(Point annotations for photos)
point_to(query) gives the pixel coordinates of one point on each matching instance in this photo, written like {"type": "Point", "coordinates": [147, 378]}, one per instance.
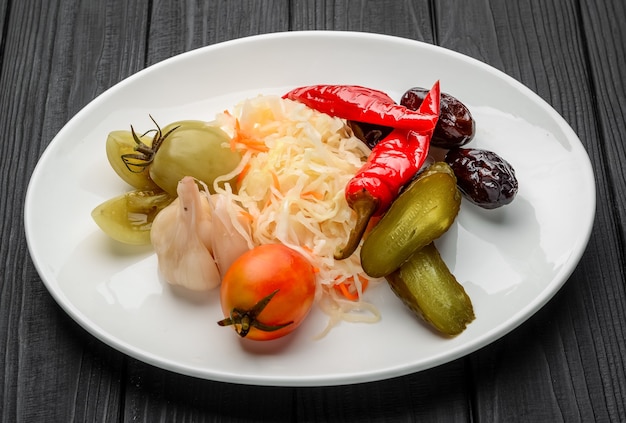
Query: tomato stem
{"type": "Point", "coordinates": [245, 320]}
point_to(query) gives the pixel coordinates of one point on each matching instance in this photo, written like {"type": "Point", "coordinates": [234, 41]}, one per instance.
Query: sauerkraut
{"type": "Point", "coordinates": [290, 187]}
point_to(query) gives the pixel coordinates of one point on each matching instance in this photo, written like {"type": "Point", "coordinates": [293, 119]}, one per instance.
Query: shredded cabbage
{"type": "Point", "coordinates": [290, 182]}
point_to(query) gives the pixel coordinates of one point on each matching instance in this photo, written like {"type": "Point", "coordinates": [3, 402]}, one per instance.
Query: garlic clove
{"type": "Point", "coordinates": [181, 237]}
{"type": "Point", "coordinates": [230, 231]}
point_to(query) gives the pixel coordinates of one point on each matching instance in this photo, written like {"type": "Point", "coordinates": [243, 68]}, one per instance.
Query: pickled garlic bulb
{"type": "Point", "coordinates": [230, 231]}
{"type": "Point", "coordinates": [181, 237]}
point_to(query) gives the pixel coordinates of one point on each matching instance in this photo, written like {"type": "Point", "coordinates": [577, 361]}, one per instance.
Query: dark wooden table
{"type": "Point", "coordinates": [566, 363]}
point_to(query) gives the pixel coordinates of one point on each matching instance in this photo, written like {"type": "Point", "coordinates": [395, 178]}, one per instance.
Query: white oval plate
{"type": "Point", "coordinates": [511, 260]}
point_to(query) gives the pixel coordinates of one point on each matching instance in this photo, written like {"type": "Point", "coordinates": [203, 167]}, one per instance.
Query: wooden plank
{"type": "Point", "coordinates": [570, 349]}
{"type": "Point", "coordinates": [409, 19]}
{"type": "Point", "coordinates": [57, 56]}
{"type": "Point", "coordinates": [206, 23]}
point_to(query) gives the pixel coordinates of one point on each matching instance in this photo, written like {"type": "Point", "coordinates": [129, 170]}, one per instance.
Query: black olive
{"type": "Point", "coordinates": [483, 177]}
{"type": "Point", "coordinates": [455, 127]}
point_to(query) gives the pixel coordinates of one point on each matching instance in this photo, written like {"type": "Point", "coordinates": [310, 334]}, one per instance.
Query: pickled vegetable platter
{"type": "Point", "coordinates": [510, 260]}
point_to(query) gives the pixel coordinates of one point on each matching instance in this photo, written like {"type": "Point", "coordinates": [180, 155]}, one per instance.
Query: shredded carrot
{"type": "Point", "coordinates": [243, 173]}
{"type": "Point", "coordinates": [249, 142]}
{"type": "Point", "coordinates": [275, 180]}
{"type": "Point", "coordinates": [246, 215]}
{"type": "Point", "coordinates": [348, 289]}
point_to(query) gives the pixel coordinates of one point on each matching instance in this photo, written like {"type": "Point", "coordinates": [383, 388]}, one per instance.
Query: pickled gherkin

Brief :: Print every entry above again without changing a word, and omit the pictures.

Solved exercise ::
point_to(query) gives the pixel coordinates of one point on each matching instance in this photo, written like {"type": "Point", "coordinates": [147, 378]}, one per instance.
Query: tomato stem
{"type": "Point", "coordinates": [245, 320]}
point_to(query) gives the pixel coordinates of one point on each matching instance in this photo, written like {"type": "Point", "coordinates": [234, 41]}, one per instance.
Query: sauerkraut
{"type": "Point", "coordinates": [290, 187]}
point_to(query) gives the pixel coordinates of one point on each matching instance in this photo, written like {"type": "Point", "coordinates": [293, 119]}, one per instance.
Query: shredded cabbage
{"type": "Point", "coordinates": [290, 182]}
point_to(query) gives the pixel coordinates of one point on each matching instance in this photo, written like {"type": "Point", "coordinates": [3, 402]}, one per instance.
Query: garlic clove
{"type": "Point", "coordinates": [181, 237]}
{"type": "Point", "coordinates": [230, 231]}
point_to(query) gives the pixel coordinates of one point on each matching instance in this photo, written like {"type": "Point", "coordinates": [243, 68]}, one per instance.
Query: pickled garlic bulb
{"type": "Point", "coordinates": [230, 231]}
{"type": "Point", "coordinates": [181, 237]}
point_to(query) gives the pixel coordinates of one point on each matching instance in this photo, written like {"type": "Point", "coordinates": [577, 361]}, one per instance.
Query: dark wooden table
{"type": "Point", "coordinates": [566, 363]}
point_to(query) gives the pixel coordinates of one point on each matching instance in this photo, written like {"type": "Point", "coordinates": [395, 178]}, one per instance.
Query: white oval plate
{"type": "Point", "coordinates": [511, 260]}
point_to(query) gives the pixel coordinates of one point on each matching instance in this photo, written like {"type": "Point", "coordinates": [203, 167]}, one per instance.
Query: wooden plank
{"type": "Point", "coordinates": [570, 349]}
{"type": "Point", "coordinates": [409, 19]}
{"type": "Point", "coordinates": [57, 56]}
{"type": "Point", "coordinates": [206, 23]}
point_to(query) gives the pixel coordinates of one point on each matching instance in this photo, written like {"type": "Point", "coordinates": [129, 170]}, one per instance.
Query: black olive
{"type": "Point", "coordinates": [483, 177]}
{"type": "Point", "coordinates": [455, 127]}
point_to(query) gives the pixel coordinates of one point on each matching instance in this photo, written like {"type": "Point", "coordinates": [310, 334]}, one per instance.
Query: pickled vegetable platter
{"type": "Point", "coordinates": [510, 260]}
point_to(query) gives the pixel coordinates of one point on each matching instance in this photo, written like {"type": "Point", "coordinates": [180, 155]}, one per instance.
Query: shredded carrot
{"type": "Point", "coordinates": [243, 173]}
{"type": "Point", "coordinates": [249, 142]}
{"type": "Point", "coordinates": [275, 180]}
{"type": "Point", "coordinates": [246, 215]}
{"type": "Point", "coordinates": [348, 289]}
point_to(query) gives the pixel coordinates of one point on each matching instance in this photo, written like {"type": "Point", "coordinates": [383, 388]}, one per instance.
Query: pickled gherkin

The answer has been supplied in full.